> [WORK ORDER 1] Repeat the LCA filing rules word for word from "4. No return" to "number to all 3 pages.".
> [WORK ORDER 2] Decide whether each statement agrees with the LCA filing rules, and give the words of the rules that decide it: (a) A mailed LCA is returned by mail once completed. (b) The new form includes a place for the attorney's mailing address. (c) The page link number appears at the bottom left of each page.
> [WORK ORDER 3] According to the LCA filing rules, why are 2-sided forms not allowed?

> [TEXT BLOCK]
━━━
1. No G-28s whether LCA is faxed or mailed
2. No cover letters whether LCA is faxed or mailed
3. No 2-sided forms. The computers are designed to read only one side of a
page and not the reverse. The new 3-sided form you file will therefore consist
of 3 separate pages.
4. No return Federal Express or other priority mail envelopes. Completed LCAs,
whether faxed or mailed, will be returned via fax. If you would like the LCA
faxed back to you as the employer's legal representative, your fax number -
and not the employer's - must appear as the return fax number on page 1 of the
new form. There is no place on the new form for the attorney's mailing address.
5. The page link numbers (bottom left of each page) must be identical on all
3 pages. This can be assured if you use the form filler program on our national
website each time you file an LCA. That system automatically assigns the same
page link number to all 3 pages.
6. Separate applications require separate page link numbers. Page link numbers
should never be repeated from application to application. Once again, this can
be assured if you use the form filler program on our national website each time
you file an LCA. That system automatically assigns the same page link number
to all 3 pages.
━━━
> [EXCERPTED RECORDS]

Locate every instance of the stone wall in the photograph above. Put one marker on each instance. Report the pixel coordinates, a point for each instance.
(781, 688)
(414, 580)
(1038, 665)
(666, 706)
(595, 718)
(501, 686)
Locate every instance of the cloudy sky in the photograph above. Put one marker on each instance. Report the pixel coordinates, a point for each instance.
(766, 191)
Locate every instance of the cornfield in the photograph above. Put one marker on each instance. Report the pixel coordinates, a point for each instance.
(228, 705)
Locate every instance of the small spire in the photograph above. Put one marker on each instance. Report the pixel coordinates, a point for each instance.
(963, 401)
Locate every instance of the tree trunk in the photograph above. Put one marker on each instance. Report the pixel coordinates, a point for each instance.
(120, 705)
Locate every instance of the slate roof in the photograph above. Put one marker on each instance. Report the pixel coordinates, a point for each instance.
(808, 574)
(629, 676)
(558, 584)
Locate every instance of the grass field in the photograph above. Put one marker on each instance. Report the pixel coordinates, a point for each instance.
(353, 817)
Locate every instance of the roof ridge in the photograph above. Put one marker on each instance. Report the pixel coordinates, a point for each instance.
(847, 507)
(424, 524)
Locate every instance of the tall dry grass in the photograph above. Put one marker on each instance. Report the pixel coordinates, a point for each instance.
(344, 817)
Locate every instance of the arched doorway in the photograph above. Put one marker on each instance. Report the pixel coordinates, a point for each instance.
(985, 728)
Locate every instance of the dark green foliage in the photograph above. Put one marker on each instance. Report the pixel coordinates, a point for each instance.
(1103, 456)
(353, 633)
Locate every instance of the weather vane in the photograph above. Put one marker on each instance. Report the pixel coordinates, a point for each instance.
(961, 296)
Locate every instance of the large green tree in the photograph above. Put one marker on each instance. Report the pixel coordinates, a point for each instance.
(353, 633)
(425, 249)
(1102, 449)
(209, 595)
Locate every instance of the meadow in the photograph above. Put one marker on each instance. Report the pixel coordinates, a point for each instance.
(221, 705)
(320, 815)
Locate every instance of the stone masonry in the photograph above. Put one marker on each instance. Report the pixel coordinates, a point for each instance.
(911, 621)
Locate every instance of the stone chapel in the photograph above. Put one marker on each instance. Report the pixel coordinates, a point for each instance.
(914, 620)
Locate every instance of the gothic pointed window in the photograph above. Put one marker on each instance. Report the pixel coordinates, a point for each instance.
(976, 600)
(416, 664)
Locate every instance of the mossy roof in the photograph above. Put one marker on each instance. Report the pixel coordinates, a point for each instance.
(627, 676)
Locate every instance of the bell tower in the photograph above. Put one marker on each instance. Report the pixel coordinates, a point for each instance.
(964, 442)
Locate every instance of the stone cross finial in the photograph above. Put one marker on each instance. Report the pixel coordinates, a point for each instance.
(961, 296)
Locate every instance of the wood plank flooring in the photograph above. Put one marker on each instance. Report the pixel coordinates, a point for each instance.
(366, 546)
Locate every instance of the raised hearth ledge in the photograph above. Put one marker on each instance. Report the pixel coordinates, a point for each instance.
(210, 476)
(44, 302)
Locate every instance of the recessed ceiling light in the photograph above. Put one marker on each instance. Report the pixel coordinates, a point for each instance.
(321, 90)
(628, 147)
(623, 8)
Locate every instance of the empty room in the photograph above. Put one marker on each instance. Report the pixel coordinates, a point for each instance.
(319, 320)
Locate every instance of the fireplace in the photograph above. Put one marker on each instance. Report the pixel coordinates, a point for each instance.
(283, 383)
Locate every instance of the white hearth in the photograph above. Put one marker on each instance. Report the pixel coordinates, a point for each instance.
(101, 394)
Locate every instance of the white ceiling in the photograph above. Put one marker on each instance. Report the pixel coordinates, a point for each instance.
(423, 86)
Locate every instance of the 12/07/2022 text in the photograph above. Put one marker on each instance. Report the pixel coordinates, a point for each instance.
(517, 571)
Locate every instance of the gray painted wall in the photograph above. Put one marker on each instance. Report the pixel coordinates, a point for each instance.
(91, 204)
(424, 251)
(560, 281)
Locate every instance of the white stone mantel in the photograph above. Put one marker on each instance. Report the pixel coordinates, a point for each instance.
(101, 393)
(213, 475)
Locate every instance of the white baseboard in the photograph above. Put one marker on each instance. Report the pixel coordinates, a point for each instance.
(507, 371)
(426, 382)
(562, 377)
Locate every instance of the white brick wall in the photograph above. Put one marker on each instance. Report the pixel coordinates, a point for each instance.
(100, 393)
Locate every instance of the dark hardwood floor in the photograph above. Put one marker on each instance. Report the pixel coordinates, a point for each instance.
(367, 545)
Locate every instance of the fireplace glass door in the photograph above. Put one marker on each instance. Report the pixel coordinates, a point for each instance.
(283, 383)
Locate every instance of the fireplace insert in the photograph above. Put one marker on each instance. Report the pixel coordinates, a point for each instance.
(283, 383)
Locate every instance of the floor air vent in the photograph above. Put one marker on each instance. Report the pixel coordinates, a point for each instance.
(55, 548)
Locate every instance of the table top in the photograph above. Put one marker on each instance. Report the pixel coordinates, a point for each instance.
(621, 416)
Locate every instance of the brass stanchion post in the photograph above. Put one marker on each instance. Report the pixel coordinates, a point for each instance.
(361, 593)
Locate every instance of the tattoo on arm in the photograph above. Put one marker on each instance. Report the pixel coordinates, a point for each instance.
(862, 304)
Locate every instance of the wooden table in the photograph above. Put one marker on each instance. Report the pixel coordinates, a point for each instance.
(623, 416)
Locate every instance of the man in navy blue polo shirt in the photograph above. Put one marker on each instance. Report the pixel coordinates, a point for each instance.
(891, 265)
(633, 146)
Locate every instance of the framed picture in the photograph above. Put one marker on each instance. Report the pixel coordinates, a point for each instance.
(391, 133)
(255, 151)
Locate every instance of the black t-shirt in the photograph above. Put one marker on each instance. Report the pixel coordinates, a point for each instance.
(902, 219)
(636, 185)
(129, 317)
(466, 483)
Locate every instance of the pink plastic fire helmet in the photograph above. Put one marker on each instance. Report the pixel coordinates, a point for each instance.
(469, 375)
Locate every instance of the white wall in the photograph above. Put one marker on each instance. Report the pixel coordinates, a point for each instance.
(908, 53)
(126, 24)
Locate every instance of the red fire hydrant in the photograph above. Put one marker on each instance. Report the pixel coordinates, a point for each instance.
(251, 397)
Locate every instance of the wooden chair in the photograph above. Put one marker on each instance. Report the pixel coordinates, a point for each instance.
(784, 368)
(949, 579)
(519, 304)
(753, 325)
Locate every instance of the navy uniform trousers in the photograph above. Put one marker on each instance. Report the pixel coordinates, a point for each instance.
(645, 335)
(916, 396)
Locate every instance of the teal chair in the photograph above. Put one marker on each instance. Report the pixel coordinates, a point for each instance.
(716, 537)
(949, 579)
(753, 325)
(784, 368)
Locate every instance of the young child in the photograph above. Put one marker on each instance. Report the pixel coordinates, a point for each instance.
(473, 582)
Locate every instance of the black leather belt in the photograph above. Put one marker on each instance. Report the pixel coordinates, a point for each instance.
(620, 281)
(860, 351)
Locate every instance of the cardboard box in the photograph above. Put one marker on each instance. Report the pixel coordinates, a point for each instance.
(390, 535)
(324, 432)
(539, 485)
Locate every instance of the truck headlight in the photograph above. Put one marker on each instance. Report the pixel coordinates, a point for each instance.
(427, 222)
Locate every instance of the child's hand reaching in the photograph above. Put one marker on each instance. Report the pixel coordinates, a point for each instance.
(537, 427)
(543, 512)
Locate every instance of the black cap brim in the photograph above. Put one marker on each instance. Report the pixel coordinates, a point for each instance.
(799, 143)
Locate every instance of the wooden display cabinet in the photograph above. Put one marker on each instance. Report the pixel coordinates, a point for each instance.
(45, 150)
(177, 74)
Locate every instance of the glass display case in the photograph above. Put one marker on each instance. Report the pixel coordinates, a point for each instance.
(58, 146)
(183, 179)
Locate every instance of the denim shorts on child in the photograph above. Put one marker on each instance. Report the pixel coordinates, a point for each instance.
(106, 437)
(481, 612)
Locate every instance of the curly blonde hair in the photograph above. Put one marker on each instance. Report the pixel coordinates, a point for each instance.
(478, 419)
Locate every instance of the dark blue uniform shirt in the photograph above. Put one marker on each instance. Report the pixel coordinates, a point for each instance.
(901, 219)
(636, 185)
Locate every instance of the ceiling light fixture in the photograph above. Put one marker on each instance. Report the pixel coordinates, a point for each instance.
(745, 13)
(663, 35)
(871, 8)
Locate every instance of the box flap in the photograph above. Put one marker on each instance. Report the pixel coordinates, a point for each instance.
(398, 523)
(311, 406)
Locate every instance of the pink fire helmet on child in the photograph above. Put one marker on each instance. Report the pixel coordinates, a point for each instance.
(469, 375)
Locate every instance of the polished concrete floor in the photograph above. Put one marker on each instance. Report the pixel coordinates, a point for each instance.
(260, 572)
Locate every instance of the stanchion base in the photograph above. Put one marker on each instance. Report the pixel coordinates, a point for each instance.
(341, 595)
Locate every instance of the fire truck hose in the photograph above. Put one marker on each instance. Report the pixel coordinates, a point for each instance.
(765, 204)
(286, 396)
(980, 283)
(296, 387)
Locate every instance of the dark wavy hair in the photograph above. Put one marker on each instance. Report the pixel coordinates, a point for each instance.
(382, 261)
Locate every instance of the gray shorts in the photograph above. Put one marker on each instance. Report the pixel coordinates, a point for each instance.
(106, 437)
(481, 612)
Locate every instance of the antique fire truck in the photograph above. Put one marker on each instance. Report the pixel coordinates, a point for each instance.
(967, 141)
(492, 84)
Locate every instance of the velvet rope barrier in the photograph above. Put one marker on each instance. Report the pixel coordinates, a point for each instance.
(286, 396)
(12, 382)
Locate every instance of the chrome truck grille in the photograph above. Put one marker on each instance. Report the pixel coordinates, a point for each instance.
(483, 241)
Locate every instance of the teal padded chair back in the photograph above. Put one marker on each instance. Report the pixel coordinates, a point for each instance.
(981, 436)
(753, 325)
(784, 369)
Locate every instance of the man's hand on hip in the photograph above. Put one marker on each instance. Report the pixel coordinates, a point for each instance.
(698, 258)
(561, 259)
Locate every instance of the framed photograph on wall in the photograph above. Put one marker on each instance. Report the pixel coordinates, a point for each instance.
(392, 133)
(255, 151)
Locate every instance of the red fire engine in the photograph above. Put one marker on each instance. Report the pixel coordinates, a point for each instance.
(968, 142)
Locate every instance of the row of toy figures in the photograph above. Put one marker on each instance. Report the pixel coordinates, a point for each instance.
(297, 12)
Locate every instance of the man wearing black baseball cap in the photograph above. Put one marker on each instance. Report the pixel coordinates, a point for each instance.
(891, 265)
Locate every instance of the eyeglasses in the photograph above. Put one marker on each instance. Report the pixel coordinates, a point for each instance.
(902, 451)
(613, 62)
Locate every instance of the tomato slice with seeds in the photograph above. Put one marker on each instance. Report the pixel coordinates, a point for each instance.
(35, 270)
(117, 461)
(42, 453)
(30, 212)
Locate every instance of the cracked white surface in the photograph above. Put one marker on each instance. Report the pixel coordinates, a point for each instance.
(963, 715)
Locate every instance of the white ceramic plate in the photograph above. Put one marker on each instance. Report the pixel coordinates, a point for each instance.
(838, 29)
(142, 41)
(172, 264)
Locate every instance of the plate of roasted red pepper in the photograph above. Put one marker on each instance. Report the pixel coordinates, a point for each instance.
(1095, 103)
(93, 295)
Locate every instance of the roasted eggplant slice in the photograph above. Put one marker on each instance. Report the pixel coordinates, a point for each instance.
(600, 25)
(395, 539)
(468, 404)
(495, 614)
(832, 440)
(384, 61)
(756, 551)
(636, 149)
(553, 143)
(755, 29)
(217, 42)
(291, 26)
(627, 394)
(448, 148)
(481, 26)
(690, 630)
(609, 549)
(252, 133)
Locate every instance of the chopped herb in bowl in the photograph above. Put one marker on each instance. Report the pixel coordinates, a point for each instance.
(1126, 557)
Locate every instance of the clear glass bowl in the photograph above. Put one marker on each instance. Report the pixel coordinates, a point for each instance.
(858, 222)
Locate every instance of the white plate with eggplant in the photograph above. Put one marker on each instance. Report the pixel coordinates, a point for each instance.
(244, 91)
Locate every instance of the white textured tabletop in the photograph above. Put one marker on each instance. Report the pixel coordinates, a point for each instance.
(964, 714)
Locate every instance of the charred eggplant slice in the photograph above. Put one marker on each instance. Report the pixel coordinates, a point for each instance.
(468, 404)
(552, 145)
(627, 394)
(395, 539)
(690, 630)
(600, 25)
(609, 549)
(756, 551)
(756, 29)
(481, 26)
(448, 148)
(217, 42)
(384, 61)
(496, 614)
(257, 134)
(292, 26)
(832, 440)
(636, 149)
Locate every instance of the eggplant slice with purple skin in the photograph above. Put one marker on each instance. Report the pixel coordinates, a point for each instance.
━━━
> [RESPONSE BOX 1]
4. No return Federal Express or other priority mail envelopes. Completed LCAs,
whether faxed or mailed, will be returned via fax. If you would like the LCA
faxed back to you as the employer's legal representative, your fax number -
and not the employer's - must appear as the return fax number on page 1 of the
new form. There is no place on the new form for the attorney's mailing address.
5. The page link numbers (bottom left of each page) must be identical on all
3 pages. This can be assured if you use the form filler program on our national
website each time you file an LCA. That system automatically assigns the same
page link number to all 3 pages.

> [RESPONSE BOX 2]
(a) No: "Completed LCAs, whether faxed or mailed, will be returned via fax."
(b) No: "There is no place on the new form for the attorney's mailing address."
(c) Yes: "The page link numbers (bottom left of each page)"

> [RESPONSE BOX 3] The computers are designed to read only one side of a page and not the reverse.